Dans le même sens, le Conseil des affaires étrangères du 8 décembre 2009 a rappelé « que les colonies de peuplement et la barrière de séparation ont été érigées sur des terres occupées, que la démolition de maisons et les expulsions sont illégales au regard du droit international, qu'elles constituent un obstacle à la paix et menacent de rendre impossible une solution fondée sur la coexistence de deux États »[11].
On peut dès lors conclure que l’UE et ses Etats membres ont satisfait à leur obligation de ne pas reconnaître comme valide la situation illégale créée par la construction du mur en territoire palestinien occupé.

## Données fournies

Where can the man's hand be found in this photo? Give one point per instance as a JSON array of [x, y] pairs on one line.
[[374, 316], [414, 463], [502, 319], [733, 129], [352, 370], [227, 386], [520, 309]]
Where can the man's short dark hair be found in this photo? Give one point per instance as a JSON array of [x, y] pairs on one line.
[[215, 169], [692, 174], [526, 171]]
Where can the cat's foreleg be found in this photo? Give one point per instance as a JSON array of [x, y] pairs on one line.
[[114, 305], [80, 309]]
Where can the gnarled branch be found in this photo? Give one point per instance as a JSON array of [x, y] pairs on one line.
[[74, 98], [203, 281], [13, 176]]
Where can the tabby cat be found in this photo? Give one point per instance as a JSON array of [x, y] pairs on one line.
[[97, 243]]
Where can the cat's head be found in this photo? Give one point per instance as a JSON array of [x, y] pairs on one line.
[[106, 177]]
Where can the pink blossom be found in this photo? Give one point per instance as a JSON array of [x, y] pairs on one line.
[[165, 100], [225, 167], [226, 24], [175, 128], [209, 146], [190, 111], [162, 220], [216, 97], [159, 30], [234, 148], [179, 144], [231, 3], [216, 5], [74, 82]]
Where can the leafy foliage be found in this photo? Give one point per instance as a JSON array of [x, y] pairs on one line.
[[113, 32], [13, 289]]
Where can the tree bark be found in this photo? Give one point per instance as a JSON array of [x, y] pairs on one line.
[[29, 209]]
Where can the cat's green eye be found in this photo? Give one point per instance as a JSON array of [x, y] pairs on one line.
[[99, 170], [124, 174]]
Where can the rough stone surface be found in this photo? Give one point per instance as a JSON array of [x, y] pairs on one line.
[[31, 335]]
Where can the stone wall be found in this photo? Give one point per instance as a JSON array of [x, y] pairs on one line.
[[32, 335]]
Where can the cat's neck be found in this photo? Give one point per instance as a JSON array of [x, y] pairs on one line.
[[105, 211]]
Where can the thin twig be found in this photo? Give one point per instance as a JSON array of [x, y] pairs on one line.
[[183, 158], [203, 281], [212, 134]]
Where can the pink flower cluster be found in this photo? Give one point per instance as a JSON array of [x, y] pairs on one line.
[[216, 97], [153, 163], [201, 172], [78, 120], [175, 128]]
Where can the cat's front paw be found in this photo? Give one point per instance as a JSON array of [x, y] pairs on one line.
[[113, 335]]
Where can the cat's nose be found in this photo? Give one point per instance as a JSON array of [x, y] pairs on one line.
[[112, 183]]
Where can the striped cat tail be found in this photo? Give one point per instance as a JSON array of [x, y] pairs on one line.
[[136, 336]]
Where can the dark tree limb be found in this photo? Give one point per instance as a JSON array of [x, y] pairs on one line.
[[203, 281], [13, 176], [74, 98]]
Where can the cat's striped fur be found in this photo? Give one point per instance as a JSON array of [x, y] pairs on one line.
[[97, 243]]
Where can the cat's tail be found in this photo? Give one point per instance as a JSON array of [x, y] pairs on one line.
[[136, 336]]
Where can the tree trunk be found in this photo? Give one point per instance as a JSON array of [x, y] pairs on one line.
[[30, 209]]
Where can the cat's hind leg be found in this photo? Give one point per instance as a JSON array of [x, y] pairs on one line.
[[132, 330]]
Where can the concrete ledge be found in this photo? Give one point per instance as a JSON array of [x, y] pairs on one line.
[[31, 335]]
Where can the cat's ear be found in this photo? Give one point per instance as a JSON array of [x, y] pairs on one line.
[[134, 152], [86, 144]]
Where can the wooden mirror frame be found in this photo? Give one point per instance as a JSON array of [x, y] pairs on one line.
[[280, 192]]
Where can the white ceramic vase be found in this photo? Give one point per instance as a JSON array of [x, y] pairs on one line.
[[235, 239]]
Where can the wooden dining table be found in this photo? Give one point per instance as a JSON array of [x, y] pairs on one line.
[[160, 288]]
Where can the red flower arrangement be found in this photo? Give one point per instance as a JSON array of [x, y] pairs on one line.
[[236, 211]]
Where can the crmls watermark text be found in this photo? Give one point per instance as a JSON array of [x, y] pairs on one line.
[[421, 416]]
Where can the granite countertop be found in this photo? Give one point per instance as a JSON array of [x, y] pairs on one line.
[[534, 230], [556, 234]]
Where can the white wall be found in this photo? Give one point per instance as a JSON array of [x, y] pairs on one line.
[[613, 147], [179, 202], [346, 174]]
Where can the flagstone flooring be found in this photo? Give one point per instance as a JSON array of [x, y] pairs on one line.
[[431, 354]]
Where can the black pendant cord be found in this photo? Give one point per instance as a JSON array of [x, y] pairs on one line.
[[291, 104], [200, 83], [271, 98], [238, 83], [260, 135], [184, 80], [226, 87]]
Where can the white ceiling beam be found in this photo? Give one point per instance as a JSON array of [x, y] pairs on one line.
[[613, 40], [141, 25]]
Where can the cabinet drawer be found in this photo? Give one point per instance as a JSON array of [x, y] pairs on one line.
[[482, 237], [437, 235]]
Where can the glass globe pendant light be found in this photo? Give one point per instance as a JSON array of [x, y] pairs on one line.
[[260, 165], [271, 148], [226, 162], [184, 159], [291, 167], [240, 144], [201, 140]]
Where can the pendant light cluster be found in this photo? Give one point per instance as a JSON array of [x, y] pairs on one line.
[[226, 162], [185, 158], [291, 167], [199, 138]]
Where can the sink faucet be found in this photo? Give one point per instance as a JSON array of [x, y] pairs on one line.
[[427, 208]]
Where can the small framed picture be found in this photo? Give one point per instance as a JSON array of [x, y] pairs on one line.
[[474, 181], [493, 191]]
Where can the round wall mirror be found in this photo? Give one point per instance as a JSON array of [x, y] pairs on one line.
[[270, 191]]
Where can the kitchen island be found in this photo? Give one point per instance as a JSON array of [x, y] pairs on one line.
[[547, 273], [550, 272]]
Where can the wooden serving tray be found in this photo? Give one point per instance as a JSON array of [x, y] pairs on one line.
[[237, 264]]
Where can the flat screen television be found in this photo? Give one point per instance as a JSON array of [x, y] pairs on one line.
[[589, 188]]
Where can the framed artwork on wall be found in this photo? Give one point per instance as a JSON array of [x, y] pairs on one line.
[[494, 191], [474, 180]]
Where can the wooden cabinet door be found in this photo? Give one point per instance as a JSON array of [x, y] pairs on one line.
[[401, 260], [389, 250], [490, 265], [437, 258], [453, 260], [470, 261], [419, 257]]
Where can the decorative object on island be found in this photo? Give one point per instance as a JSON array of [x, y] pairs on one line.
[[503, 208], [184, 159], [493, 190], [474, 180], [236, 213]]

## Énoncé du problème 1
Recopiez fidèlement le passage de l'extrait sélectionné, depuis « Dans le même » jusqu'à « territoire palestinien occupé. ».
## Énoncé du problème 2
Exprimez en CSV à deux colonnes, demande et reponse, les enregistrements allant de la ligne contenant « Where can the wooden serving » jusqu'à celle contenant « [[494, 191], [474, 180]] », bornes incluses. Mettez une ligne par demande, avec son texte et sa réponse chacun dans un champ entre guillemets, les sauts de ligne étant remplacés par des espaces.

## Solution du problème 1
Dans le même sens, le Conseil des affaires étrangères du 8 décembre 2009 a rappelé « que les colonies de peuplement et la barrière de séparation ont été érigées sur des terres occupées, que la démolition de maisons et les expulsions sont illégales au regard du droit international, qu'elles constituent un obstacle à la paix et menacent de rendre impossible une solution fondée sur la coexistence de deux États »[11].
On peut dès lors conclure que l’UE et ses Etats membres ont satisfait à leur obligation de ne pas reconnaître comme valide la situation illégale créée par la construction du mur en territoire palestinien occupé.

## Solution du problème 2
demande,reponse
"Where can the wooden serving tray be found in this photo? Give one point per instance as a JSON array of [x, y] pairs on one line.","[[237, 264]]"
"Where can the flat screen television be found in this photo? Give one point per instance as a JSON array of [x, y] pairs on one line.","[[589, 188]]"
"Where can the framed artwork on wall be found in this photo? Give one point per instance as a JSON array of [x, y] pairs on one line.","[[494, 191], [474, 180]]"